![]() |
Symposium: |
![]() |
11:00 Ontvangst
11.30u: W.Van Bon & R. Schreuder (KUN):
Kinderen met voor hun leeftijd (gem. 10;1) lage lees- en spellingscores en kinderen met normale lees- en spellingscores voor hun leeftijd (gem. 7;11) kregen de opdracht pseudowoorden na te zeggen. De pseudowoorden waren van uiteenlopende lengte (een tot en met vier syllaben) en verschilden in de frequentie waarmee hun lettergrepen in het Nederlands voorkomen. De twee groepen verschilden in hun nazegprestaties en er werd een effect van woordlengte en syllabefrequentie op de nazegscores gevonden, maar er was geen interactie tussen groep en woordkenmerken. Foutenanalyse naar de plaats en het type van de foutief gereproduceerde spraakklanken en naar de kenmerken van de spraakproducten liet ook geen verschil tussen de proefpersoongroepen zien. Deze resultaten zijn in strijd met enkele gangbare hypothesen.
12.00u: G. Durieux, W. Daelemans, S. Frisson, S. Gillis, D. Sandra, & H.

_____

• [Opdracht]: Neem het symposiumprogramma hierboven volledig en letterlijk over.

• [Verzamelde gegevens]:
_____

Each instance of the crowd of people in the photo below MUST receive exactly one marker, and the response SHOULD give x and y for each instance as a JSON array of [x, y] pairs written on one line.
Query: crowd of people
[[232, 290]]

_____

• [Antwoord]:
![]() |
Symposium: |
![]() |
11:00 Ontvangst
11.30u: W.Van Bon & R. Schreuder (KUN):
Kinderen met voor hun leeftijd (gem. 10;1) lage lees- en spellingscores en kinderen met normale lees- en spellingscores voor hun leeftijd (gem. 7;11) kregen de opdracht pseudowoorden na te zeggen. De pseudowoorden waren van uiteenlopende lengte (een tot en met vier syllaben) en verschilden in de frequentie waarmee hun lettergrepen in het Nederlands voorkomen. De twee groepen verschilden in hun nazegprestaties en er werd een effect van woordlengte en syllabefrequentie op de nazegscores gevonden, maar er was geen interactie tussen groep en woordkenmerken. Foutenanalyse naar de plaats en het type van de foutief gereproduceerde spraakklanken en naar de kenmerken van de spraakproducten liet ook geen verschil tussen de proefpersoongroepen zien. Deze resultaten zijn in strijd met enkele gangbare hypothesen.
12.00u: G. Durieux, W. Daelemans, S. Frisson, S. Gillis, D. Sandra, & H.